Given problem: Retype the data below word for word, beginning with the line that contains "of the whale" and continuing through the line that contains "[[184, 104]]", both included.

The data:
⁂

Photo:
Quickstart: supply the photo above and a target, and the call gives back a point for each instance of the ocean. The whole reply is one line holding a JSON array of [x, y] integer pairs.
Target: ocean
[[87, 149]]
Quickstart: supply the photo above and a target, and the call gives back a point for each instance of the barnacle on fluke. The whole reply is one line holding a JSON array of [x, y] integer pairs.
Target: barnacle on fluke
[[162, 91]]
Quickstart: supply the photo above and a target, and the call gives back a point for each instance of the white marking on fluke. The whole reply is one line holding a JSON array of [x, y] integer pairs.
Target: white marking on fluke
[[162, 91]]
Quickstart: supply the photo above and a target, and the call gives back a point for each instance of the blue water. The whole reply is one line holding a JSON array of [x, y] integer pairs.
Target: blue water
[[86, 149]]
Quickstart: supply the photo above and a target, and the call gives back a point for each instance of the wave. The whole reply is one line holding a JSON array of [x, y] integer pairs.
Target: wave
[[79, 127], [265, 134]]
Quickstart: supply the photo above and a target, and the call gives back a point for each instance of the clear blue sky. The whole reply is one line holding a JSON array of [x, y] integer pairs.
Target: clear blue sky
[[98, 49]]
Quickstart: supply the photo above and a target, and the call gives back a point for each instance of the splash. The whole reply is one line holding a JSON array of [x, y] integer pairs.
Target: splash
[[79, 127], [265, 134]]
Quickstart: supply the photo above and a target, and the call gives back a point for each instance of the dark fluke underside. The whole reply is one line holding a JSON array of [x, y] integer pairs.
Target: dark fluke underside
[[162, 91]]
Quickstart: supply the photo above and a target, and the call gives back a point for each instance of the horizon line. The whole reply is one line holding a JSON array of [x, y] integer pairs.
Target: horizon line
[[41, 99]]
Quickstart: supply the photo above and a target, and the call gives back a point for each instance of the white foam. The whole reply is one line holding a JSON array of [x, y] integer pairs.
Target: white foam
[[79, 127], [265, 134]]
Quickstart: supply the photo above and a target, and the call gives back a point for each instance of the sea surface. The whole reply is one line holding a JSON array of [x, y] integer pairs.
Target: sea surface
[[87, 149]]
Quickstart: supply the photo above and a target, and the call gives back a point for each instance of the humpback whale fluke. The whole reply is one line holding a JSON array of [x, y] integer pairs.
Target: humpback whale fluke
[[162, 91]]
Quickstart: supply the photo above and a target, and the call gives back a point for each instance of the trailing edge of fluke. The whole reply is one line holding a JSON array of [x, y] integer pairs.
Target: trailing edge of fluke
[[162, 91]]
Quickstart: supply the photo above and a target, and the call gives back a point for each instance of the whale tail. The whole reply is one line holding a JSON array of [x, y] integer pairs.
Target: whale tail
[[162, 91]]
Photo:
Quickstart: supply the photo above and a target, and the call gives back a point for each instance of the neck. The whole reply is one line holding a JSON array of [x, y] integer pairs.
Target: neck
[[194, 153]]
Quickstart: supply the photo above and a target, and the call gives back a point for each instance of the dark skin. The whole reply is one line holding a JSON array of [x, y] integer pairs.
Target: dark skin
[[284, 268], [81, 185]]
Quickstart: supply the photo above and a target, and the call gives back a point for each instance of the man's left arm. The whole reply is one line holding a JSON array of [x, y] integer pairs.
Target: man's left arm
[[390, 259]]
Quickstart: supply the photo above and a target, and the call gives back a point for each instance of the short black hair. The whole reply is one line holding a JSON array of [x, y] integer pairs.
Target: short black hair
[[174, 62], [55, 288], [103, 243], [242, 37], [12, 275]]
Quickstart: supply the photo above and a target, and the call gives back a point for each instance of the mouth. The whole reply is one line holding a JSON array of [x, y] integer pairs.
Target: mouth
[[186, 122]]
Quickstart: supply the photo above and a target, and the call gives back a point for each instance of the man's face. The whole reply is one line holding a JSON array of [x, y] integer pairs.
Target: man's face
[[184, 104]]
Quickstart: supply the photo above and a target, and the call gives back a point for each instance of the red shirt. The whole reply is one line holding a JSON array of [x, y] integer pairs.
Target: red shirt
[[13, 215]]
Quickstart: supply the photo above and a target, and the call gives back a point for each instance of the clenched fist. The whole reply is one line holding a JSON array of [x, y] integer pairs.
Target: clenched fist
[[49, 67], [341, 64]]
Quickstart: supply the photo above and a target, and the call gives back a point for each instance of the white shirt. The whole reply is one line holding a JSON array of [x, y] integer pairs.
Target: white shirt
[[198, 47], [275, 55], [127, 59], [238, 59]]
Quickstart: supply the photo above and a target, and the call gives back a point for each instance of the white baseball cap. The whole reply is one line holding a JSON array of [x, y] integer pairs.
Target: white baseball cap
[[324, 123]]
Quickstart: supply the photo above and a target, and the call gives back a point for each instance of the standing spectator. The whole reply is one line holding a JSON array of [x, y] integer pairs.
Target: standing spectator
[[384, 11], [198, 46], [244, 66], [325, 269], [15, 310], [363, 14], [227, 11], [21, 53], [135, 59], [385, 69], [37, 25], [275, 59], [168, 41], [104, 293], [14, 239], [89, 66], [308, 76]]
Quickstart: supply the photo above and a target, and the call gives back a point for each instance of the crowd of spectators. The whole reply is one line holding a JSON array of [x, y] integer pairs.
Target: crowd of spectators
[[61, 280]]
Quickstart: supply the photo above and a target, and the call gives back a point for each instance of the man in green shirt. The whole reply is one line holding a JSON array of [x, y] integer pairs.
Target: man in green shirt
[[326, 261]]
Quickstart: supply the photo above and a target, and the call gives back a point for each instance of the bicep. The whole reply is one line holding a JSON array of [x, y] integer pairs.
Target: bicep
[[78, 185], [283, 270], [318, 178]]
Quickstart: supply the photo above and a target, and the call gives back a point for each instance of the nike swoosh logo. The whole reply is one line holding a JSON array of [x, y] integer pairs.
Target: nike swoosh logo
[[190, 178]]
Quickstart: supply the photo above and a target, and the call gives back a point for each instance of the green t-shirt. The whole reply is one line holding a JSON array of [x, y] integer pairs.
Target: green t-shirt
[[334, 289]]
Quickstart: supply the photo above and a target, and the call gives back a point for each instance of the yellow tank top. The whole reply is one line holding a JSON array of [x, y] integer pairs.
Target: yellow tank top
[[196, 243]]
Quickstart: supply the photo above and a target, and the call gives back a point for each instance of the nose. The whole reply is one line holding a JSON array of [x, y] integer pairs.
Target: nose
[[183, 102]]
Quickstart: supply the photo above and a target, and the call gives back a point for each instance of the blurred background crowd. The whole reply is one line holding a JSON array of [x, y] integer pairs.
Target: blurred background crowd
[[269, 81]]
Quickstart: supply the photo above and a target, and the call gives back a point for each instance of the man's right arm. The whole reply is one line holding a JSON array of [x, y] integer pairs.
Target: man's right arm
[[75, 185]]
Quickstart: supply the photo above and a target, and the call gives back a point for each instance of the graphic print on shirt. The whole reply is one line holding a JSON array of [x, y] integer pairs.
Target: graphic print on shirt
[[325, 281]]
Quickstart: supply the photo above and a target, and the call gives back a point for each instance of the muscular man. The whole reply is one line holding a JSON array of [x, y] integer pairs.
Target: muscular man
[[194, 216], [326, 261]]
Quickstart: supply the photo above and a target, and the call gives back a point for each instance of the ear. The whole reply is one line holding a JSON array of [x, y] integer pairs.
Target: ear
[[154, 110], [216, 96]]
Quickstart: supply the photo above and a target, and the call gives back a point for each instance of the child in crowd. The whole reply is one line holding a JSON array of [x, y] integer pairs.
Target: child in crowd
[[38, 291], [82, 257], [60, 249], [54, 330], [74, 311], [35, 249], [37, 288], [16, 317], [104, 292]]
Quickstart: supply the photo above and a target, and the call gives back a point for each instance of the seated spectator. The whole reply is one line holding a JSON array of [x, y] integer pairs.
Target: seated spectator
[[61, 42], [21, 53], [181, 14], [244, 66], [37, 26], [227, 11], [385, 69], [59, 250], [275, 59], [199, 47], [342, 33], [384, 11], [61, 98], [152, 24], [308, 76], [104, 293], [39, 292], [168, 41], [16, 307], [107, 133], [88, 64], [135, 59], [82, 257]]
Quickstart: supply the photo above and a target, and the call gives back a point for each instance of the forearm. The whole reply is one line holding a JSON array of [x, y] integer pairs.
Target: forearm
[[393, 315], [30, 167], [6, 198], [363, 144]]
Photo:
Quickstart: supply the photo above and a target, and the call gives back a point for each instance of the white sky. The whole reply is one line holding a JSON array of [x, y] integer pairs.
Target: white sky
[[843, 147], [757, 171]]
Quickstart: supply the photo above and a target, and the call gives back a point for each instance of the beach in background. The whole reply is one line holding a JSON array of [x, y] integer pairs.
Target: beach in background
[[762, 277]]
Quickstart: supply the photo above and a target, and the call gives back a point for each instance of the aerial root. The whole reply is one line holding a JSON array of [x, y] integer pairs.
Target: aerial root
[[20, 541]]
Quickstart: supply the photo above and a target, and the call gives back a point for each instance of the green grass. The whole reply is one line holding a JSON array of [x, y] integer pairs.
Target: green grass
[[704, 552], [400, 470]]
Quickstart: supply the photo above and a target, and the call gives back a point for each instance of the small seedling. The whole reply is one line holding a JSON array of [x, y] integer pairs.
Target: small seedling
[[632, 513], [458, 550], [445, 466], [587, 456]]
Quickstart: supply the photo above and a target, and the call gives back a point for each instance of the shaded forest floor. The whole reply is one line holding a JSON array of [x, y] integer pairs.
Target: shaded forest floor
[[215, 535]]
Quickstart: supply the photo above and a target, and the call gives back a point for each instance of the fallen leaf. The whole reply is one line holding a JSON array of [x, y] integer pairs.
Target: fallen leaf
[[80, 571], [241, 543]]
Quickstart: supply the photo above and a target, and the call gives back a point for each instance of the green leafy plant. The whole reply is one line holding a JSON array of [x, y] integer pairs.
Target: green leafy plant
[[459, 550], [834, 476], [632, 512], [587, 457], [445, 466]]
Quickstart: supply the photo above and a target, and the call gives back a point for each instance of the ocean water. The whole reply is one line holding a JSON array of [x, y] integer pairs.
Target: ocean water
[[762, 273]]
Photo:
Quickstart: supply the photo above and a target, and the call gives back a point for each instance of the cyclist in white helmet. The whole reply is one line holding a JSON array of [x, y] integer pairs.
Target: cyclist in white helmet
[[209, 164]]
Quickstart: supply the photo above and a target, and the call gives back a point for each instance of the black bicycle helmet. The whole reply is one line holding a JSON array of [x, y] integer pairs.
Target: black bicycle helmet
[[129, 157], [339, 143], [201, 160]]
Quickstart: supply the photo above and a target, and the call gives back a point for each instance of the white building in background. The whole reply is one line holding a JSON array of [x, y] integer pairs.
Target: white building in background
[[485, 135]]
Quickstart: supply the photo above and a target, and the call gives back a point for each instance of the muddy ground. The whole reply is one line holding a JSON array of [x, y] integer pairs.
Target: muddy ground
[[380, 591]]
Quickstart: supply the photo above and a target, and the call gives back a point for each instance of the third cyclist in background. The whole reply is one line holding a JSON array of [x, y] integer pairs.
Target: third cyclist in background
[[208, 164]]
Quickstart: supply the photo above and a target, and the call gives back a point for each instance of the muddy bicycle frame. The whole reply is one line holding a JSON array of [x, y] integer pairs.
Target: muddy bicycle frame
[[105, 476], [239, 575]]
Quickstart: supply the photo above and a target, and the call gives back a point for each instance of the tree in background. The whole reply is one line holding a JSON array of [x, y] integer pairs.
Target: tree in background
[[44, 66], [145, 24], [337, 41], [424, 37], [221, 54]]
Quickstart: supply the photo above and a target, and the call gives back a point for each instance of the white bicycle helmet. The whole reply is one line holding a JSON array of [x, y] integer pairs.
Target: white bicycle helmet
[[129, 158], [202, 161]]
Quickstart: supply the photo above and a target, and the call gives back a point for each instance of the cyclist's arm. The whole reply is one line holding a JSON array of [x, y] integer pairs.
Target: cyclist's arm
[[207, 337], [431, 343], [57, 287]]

⁂

Correct result:
Quickstart: supply the photo above and a target, and the call gives back a point for each instance of the whale tail. The whole reply is one line holding a JSON array of [x, y] integer pairs.
Target: whale tail
[[162, 91]]
Photo:
Quickstart: supply the photo above and a target, and the call gives back a point for each instance of the neck. The whole reply is one line holding a JSON array of [x, y] integer pairs.
Target: neck
[[194, 153]]
Quickstart: supply the photo above and a target, and the call gives back a point for each instance of the dark skin. The whole reply is one line holding a JSON array of [x, y] integer pairs.
Target: dark skin
[[284, 268], [81, 185]]
Quickstart: supply the photo above and a target, and the call gives back a point for each instance of the man's left arm. The whole reply is one line holding a JSON array of [x, y] integer pairs.
Target: man's left arm
[[390, 259]]
Quickstart: supply the photo above and a target, and the call gives back a point for each instance of the short black hair. The whole reply is one line holding a JSON array of [x, y] integer pairs.
Target: short black hair
[[174, 62], [55, 288], [103, 243], [242, 37], [12, 275]]
Quickstart: supply the photo above and a target, and the call gives back a point for each instance of the mouth. The whole reply is one line holding a JSON array of [x, y] integer pairs.
Target: mouth
[[186, 122]]
Quickstart: supply the photo above and a target, and the call gives back a point for each instance of the man's face. The whole reply is one line holding a JSON array of [x, y] integer pairs.
Target: man's face
[[184, 104]]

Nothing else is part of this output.